**EXERCISE DIRECTIONS**
Copy the section of the biodiversity offsetting text that starts at "1. ^ Bull, Joseph" and ends at "369–380. doi:10.1017/S003060531200172X. S2CID 3005499.", character for character.

(Beginning of PROVIDED PASSAGE)

Biodiversity offsetting

Bringing forward farmland sites to receive biodiversity offset credits will create the investment needed to improve biodiversity across large areas.

Biodiversity offsetting is a system used predominantly by planning authorities and developers to fully compensate for biodiversity impacts associated with economic development, through the planning process. In some circumstances, biodiversity offsets are designed to result in an overall biodiversity gain. Offsetting is generally considered the final stage in a mitigation hierarchy, whereby predicted biodiversity impacts must first be avoided, minimised and reversed by developers, before any remaining impacts are offset. The mitigation hierarchy serves to meet the environmental policy principle of "No Net Loss" of biodiversity alongside development.[1][2]

Individuals or companies involved in arranging biodiversity offsets will use quantitative measures to determine the amount, type and quality of habitat that is likely to be affected by a proposed project. Then, they will establish a new location or locations (often called receptor sites) where it would be possible to re-create the same amount, type and quality of habitat. The aim of biodiversity offsets is not simply to provide financial compensation for the biodiversity losses associated with development, although developers might pay financial compensation in some cases if it can be demonstrated exactly what the physical biodiversity gains achieved by that compensation will be. The type of environmental compensation provided by biodiversity offsetting is different from biodiversity banking in that it must show both measurable and long-term biodiversity improvements, that can be demonstrated to counteract losses. However, there is so far mixed evidence that biodiversity offsets successfully counteract the biodiversity losses caused by associated developments, with evidence that offsets are generally more successful in less structurally-complex and more rapidly-recovering habitats such as loss of biodiversity simplified wetland habitats.[3] For biodiversity offsets to successfully compensate for the loss of biodiversity elsewhere, it is necessary that they demonstrate additionality (i.e. the deliver an improvement in biodiversity that would not otherwise have occurred). While there are individual case studies of offsets that have successfully delivered additional outcomes,[4] other evaluations of large-scale biodiversity offsetting markets have demonstrated serious additionality shortcomings.[5]

  1. ^ Bull, Joseph W.; Suttle, K. Blake; Gordon, Ascelin; Singh, Navinder J.; Milner-Gulland, E. J. (July 7, 2013). "Biodiversity offsets in theory and practice". Oryx. 47 (3): 369–380. doi:10.1017/S003060531200172X. S2CID 3005499.

(End of PROVIDED PASSAGE)
(Beginning of RECORDED INFORMATION)

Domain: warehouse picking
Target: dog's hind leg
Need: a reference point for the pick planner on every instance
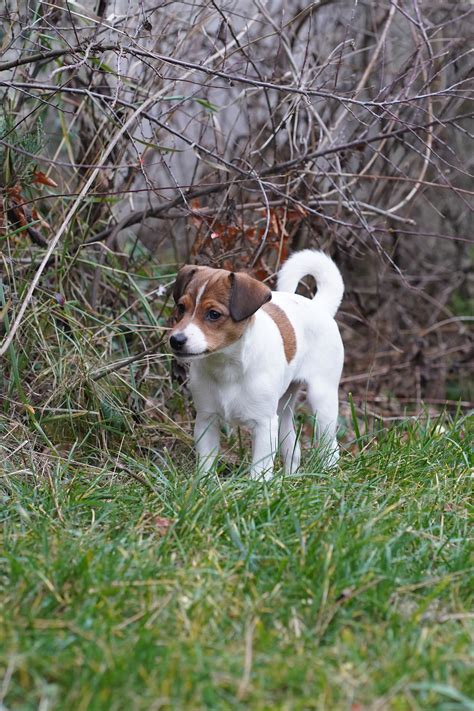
(207, 436)
(289, 446)
(264, 447)
(323, 401)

(End of RECORDED INFORMATION)

**ANSWER FOR THIS EXERCISE**
1. ^ Bull, Joseph W.; Suttle, K. Blake; Gordon, Ascelin; Singh, Navinder J.; Milner-Gulland, E. J. (July 7, 2013). "Biodiversity offsets in theory and practice". Oryx. 47 (3): 369–380. doi:10.1017/S003060531200172X. S2CID 3005499.